EXERCISE PROMPT
Starting at the line with "of the drooping", repeat every line exactly until the records end, including the last one.

·····

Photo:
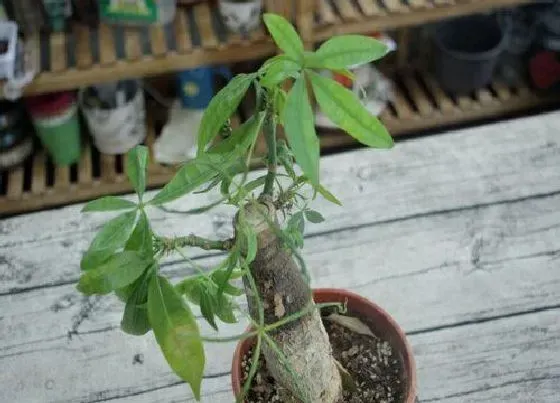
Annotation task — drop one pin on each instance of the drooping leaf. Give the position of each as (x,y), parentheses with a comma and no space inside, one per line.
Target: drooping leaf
(344,51)
(141,238)
(286,159)
(345,110)
(135,318)
(280,97)
(193,174)
(222,106)
(112,236)
(207,308)
(224,309)
(191,288)
(314,216)
(300,130)
(108,203)
(242,137)
(117,272)
(279,70)
(327,195)
(136,164)
(176,332)
(296,222)
(284,35)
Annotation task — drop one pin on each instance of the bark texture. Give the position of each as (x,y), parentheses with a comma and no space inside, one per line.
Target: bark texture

·····

SOLUTION TO THE EXERCISE
Annotation task — drop one pin on each instance of the drooping leaf. Give the position of each as (x,y), parentheses with a comma and no space inside, one per line.
Target: drooping leaf
(344,51)
(141,238)
(286,159)
(345,110)
(135,318)
(280,97)
(193,174)
(222,106)
(112,236)
(207,308)
(224,309)
(191,288)
(314,216)
(300,130)
(108,203)
(242,137)
(117,272)
(279,70)
(327,195)
(136,164)
(176,332)
(296,222)
(284,35)
Annotation task — drop one pin on each instance of the bark texture. Give the position of each as (x,y), parentheses with a comma and no space inside, one per line.
Target: bark texture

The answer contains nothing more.